Text block:
“You have to love roller coasters,” says Susan Kandyba, a language arts teacher at Casey Middle School in Boulder, Colorado. “Middle schoolers are up and down — sometimes manically happy, sometimes gloomy. A sense of humor is key.”

Middle school, which is generally thought of as sixth to eighth grades, isn’t easy for anybody. It’s a rough time to be a student, and, as you probably know, a tough age to teach. You’re expected to ease the transition of students from elementary to middle school. But if you’re an elementary teacher, you may not know what kids will be facing in middle school, and if you’re a middle school teacher, you aren’t always aware of what skills incoming students have already mastered (or not, as the case may be).

“Cross-level communication is very rare,” acknowledges Patrick Akos, assistant professor in the School of Education at the University of North Carolina at Chapel Hill (UNC-CH). “Teachers are very busy. On the elementary school side, the incentive isn’t there. You want to see your students do well, but the kids are leaving. You are more worried about the rising fourth graders,” he says. On the other hand, if you teach sixth grade, you might spend your entire first quarter trying to find out what the kids know — a sure source of frustration. “It is not a seamless transition,” he adds.

Entries from a pointing dataset:
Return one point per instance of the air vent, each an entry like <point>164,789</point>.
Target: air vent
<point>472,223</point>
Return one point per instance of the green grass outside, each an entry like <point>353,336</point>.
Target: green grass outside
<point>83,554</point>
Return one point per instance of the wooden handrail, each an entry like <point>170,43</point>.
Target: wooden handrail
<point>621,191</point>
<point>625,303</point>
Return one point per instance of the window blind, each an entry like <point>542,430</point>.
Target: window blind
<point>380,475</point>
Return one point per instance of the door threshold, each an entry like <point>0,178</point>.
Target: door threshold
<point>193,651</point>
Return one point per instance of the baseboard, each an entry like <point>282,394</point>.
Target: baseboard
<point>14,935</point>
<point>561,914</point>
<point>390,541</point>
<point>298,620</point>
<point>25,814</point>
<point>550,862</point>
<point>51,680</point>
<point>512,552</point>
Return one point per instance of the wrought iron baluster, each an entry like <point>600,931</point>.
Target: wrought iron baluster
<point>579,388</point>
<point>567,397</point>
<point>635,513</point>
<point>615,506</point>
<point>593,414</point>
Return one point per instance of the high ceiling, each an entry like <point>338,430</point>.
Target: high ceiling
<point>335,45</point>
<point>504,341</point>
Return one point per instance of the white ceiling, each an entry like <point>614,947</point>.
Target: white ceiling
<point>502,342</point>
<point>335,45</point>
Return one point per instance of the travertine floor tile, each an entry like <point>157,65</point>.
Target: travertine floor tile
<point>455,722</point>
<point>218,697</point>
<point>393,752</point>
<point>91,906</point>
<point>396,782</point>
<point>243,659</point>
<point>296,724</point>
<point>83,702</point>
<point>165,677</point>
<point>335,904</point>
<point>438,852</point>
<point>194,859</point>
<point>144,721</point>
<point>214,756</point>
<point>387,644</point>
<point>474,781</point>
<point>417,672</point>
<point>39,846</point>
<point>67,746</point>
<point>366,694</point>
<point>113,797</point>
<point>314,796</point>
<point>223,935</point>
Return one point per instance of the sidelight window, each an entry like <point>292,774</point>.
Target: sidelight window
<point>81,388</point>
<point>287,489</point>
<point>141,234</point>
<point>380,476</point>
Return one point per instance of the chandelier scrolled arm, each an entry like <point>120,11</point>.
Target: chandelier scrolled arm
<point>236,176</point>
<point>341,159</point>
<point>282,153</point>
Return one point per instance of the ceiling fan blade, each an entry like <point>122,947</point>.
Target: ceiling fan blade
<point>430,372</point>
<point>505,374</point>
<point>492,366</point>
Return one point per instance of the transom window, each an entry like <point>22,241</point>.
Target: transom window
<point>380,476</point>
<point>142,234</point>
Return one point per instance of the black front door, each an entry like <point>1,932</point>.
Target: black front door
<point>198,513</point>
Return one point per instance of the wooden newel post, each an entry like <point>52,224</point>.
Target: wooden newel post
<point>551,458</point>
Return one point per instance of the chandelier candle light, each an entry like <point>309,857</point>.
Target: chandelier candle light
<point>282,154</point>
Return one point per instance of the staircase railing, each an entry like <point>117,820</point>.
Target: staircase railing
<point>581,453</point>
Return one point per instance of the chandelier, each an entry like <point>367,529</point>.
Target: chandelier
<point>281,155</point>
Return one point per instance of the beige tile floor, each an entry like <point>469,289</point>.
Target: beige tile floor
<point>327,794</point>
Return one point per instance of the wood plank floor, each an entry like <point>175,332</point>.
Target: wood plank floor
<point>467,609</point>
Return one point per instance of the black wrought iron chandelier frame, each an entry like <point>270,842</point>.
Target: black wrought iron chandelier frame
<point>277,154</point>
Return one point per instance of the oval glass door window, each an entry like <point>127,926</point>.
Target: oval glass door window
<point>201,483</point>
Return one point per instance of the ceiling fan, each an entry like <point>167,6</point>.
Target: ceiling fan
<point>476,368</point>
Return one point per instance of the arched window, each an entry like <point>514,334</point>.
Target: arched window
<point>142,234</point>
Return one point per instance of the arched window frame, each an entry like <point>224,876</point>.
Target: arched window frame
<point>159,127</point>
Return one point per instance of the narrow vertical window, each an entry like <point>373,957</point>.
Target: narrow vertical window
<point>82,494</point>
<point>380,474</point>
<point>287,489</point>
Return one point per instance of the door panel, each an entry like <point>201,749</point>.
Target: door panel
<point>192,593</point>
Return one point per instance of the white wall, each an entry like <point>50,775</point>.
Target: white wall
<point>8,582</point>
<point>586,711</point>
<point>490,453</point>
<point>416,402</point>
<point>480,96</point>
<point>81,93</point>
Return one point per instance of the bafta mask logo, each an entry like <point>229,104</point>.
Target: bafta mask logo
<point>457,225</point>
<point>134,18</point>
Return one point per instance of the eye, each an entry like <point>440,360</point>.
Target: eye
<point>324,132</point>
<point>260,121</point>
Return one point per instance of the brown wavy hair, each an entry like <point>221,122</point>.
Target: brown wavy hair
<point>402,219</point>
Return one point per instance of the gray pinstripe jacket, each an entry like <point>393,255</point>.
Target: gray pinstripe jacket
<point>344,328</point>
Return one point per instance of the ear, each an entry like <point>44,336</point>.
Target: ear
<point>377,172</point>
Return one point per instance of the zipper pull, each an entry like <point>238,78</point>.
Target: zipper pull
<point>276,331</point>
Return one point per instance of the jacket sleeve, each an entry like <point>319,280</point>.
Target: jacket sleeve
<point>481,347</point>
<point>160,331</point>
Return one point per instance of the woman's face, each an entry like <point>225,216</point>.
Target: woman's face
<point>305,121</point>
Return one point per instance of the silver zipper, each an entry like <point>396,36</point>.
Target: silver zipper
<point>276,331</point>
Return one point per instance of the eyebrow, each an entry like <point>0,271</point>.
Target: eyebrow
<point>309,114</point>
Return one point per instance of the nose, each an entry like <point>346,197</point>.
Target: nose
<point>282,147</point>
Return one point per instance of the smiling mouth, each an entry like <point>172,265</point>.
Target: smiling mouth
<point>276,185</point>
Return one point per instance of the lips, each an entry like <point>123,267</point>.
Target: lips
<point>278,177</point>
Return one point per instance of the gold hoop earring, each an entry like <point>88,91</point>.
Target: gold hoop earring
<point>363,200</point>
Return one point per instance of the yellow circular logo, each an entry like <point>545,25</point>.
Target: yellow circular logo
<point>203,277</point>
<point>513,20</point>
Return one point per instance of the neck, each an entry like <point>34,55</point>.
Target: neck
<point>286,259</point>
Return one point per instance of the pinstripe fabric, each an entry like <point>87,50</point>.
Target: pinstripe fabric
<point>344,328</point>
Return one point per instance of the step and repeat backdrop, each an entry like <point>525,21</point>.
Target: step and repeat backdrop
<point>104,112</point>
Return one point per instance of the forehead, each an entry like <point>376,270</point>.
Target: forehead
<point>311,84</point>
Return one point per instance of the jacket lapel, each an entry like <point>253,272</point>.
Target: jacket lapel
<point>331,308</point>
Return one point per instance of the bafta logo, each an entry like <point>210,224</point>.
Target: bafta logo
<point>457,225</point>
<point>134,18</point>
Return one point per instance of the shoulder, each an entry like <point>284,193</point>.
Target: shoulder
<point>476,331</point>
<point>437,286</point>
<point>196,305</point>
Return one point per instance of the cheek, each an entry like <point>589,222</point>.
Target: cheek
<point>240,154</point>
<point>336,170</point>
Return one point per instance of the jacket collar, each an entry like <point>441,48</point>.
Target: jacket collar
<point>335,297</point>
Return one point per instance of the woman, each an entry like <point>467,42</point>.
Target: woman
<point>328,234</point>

Problem details: Continue the article about students moving from elementary school to middle school, starting right after its last sentence.

The reply:
“We have felt for a long time that middle grades have been the forgotten connection,” says Al Summers, director of professional development with the National Middle School Association (NMSA). “It’s a challenging time and too many educators are not given the preparation they need.” Currently, fewer than half the states require specialized preparation before teaching middle schoolers.

What preparation do middle school teachers need that they’re not getting? NMSA believes professional preparation programs must teach teachers about the development and needs of young adolescents; address middle-level philosophy, organization, curriculum planning, and assessment; and require middle-level field experiences.

 The “Middle School” Muddle

Part of the confusion is that “middle school” can mean different things. What currently exists is a patchwork quilt of middle school approaches in different districts and a host of other configurations, including K–8 and 6–12 schools. “Middle school” is often simply an alternative name to “junior high” or “intermediate” school, essentially a physical bridge between primary and secondary schools with a pre-high school focus. In some districts, however, middle school now implies a distinct pedagogical departure away from primary and secondary school practices. This approach is called the middle school model.

In the last few decades, the middle school model has emerged in an attempt to be developmentally responsive to early adolescence. Generally with a sixth- to eighth-grade configuration in one building, these middle schools emphasize teacher teams, where the core subject teachers can together plan integrated units and discuss how best to educate their students.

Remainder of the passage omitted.